WHAT TO PRODUCE:
Please repeat, unchanged, the lines at the top of the listing below, ending with the one that has "Locate the bridle".

EXERCISE MATERIAL:
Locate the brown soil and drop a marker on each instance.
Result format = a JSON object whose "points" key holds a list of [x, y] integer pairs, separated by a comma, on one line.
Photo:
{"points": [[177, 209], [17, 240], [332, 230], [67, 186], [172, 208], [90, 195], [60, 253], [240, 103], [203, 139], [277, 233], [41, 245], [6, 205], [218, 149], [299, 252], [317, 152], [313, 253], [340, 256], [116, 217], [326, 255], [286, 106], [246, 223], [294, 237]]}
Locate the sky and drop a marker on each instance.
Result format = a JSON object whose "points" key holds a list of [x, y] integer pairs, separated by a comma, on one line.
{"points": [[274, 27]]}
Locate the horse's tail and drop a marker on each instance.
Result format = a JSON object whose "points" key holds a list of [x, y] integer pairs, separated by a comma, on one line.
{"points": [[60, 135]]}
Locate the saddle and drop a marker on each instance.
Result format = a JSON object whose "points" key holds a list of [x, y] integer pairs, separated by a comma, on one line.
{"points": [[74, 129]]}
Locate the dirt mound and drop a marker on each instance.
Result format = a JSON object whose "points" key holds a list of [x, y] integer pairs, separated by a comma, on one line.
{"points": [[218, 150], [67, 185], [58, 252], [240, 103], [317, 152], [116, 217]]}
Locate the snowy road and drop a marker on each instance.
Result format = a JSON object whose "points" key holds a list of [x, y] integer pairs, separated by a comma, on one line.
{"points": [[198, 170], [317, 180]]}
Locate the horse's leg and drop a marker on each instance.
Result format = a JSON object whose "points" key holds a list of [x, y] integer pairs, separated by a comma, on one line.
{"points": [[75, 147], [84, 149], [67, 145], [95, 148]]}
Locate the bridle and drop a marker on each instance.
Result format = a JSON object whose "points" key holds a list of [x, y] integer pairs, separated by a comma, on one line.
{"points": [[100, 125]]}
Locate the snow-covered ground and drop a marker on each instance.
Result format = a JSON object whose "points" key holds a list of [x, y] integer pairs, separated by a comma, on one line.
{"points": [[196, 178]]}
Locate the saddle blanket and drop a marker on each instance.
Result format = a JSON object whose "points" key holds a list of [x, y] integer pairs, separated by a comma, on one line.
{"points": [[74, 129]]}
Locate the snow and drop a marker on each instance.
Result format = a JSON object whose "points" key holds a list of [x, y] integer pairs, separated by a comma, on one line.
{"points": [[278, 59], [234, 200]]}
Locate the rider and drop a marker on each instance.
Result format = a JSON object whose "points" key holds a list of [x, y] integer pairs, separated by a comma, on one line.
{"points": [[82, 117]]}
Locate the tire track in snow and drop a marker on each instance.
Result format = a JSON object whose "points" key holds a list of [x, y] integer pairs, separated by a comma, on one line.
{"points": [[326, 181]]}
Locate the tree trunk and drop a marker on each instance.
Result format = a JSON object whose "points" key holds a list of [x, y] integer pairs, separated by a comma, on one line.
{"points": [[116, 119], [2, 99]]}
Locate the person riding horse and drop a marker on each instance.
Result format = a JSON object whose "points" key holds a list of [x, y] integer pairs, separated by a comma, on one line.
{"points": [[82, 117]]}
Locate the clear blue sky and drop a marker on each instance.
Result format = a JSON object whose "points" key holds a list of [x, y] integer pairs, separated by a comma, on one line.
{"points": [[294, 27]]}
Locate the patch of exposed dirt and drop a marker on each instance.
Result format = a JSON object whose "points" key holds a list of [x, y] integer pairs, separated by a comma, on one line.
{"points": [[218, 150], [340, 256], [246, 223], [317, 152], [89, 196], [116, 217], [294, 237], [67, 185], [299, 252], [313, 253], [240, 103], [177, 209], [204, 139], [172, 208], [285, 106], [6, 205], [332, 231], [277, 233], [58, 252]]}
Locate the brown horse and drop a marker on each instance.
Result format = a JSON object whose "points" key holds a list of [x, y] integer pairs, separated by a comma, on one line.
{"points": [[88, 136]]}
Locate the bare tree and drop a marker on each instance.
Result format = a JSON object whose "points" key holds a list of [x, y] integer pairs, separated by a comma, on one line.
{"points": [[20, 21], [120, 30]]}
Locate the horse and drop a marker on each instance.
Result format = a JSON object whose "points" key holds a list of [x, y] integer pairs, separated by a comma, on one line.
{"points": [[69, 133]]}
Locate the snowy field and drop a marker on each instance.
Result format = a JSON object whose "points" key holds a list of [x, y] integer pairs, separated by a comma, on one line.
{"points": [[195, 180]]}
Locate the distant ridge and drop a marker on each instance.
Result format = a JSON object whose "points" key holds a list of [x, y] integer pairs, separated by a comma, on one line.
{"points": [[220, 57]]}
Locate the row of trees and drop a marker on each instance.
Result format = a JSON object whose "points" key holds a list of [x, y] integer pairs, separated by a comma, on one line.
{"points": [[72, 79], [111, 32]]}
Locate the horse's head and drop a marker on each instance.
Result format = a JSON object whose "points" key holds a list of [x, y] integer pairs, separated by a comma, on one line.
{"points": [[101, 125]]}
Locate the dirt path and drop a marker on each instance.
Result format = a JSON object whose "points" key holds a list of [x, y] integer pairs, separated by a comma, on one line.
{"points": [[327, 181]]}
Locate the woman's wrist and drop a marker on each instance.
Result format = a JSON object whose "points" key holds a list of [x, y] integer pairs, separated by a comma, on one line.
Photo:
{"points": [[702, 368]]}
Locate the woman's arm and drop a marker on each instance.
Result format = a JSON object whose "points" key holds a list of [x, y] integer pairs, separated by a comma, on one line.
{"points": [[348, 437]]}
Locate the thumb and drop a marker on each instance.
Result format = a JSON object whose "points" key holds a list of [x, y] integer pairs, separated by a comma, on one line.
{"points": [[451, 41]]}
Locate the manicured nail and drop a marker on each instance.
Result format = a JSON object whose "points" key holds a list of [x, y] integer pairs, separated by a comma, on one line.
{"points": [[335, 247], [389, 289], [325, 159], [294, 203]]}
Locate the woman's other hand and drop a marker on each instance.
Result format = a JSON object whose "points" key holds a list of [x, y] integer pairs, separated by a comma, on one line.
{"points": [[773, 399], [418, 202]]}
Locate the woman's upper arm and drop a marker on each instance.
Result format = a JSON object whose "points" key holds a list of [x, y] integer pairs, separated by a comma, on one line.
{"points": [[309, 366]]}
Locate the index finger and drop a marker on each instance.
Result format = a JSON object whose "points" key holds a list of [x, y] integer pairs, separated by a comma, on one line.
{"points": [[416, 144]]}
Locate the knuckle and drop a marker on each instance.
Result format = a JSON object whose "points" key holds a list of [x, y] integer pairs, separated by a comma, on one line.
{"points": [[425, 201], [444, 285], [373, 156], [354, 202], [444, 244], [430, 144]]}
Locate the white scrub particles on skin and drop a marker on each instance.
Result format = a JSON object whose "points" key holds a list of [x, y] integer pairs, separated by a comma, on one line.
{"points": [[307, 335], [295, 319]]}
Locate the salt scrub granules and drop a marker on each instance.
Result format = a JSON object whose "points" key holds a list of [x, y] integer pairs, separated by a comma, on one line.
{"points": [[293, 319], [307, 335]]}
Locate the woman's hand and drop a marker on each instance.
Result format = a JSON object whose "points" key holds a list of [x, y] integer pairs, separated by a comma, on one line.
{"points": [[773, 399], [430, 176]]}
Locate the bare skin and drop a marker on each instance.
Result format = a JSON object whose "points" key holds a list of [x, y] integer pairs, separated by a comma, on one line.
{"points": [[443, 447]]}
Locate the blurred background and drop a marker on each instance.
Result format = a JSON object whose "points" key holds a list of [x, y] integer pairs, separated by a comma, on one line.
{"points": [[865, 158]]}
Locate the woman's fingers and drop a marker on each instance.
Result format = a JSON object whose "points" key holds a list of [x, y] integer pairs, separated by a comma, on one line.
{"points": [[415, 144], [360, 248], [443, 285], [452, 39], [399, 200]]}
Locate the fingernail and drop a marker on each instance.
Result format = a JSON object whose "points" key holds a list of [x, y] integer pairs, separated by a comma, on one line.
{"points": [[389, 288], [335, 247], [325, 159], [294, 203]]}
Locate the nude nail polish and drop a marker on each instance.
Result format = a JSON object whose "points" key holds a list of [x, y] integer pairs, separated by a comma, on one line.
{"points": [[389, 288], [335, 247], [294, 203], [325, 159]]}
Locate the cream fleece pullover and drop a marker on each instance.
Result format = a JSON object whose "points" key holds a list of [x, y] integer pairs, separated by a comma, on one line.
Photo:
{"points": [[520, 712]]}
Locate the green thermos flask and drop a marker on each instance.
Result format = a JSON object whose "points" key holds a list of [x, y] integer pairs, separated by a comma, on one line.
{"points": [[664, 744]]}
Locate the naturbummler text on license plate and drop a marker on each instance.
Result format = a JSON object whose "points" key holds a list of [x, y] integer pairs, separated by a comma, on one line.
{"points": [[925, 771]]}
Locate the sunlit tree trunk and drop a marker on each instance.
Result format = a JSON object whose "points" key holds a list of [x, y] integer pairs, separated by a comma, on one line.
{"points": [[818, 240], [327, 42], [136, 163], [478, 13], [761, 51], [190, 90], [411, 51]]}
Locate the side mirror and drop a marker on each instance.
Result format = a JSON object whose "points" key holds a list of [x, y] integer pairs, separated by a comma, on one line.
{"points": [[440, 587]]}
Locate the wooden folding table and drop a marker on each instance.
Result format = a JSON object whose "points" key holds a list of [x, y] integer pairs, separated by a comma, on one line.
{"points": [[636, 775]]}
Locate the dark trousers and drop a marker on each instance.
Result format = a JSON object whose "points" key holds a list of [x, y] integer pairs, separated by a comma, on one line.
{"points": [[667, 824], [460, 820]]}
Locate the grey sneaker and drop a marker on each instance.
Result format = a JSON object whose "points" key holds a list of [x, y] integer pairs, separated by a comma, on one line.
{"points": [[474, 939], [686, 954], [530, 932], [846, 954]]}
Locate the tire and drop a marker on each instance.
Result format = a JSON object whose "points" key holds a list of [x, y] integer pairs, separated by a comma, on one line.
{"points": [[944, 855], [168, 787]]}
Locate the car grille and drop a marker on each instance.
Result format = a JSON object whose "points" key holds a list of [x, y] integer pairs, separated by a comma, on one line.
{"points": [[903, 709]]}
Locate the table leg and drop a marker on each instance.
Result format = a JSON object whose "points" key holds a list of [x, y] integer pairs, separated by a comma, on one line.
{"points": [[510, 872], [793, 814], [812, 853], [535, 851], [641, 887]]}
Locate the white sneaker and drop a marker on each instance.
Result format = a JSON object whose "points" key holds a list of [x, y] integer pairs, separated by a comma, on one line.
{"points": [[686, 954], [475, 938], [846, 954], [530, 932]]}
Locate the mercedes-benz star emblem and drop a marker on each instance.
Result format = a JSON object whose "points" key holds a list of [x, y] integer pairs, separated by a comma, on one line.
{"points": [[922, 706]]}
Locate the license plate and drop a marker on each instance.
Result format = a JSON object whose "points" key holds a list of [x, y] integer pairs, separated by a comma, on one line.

OUTPUT OF THE TASK:
Locate the brown soil and drop a marker on each instance.
Result format = a JSON object whose "points" key holds a list of [x, y] integer pairs, separated by a comma, on one line.
Photo:
{"points": [[177, 209], [17, 240], [332, 230], [67, 186], [172, 208], [90, 195], [60, 253], [240, 103], [203, 139], [277, 233], [41, 245], [6, 205], [218, 149], [299, 252], [317, 152], [313, 253], [340, 256], [116, 217], [326, 255], [286, 106], [246, 223], [294, 237]]}
Locate the sky and drop a marker on each instance.
Result format = a JSON object whose "points" key holds a list of [x, y] integer pairs, separated by a comma, on one line.
{"points": [[274, 27]]}
Locate the horse's tail and drop a marker on each instance.
Result format = a JSON object whose "points" key holds a list of [x, y] integer pairs, separated by a comma, on one line.
{"points": [[60, 135]]}
Locate the saddle and drop a marker on each instance.
Result format = a JSON object whose "points" key holds a list of [x, y] integer pairs, separated by a comma, on one line.
{"points": [[74, 129]]}
Locate the dirt mound and drop a marker on each instance.
Result format = a JSON object whose "points" key holds a list of [x, y] integer pairs, separated by a comma, on one line.
{"points": [[218, 150], [67, 185], [58, 252], [240, 103], [317, 152], [116, 217]]}
Locate the snowy road and drop a marker on each instance.
Result format = a JSON object whose "points" key holds a list of [x, y] integer pairs, separated by a comma, on one line.
{"points": [[198, 170], [317, 180]]}
Locate the horse's leg and drop a marker on each instance.
Result format = a JSON object whose "points" key holds a list of [x, y] integer pairs, separated by a comma, on one line.
{"points": [[75, 147], [84, 149], [67, 145], [95, 148]]}
Locate the bridle and drop a marker on each instance.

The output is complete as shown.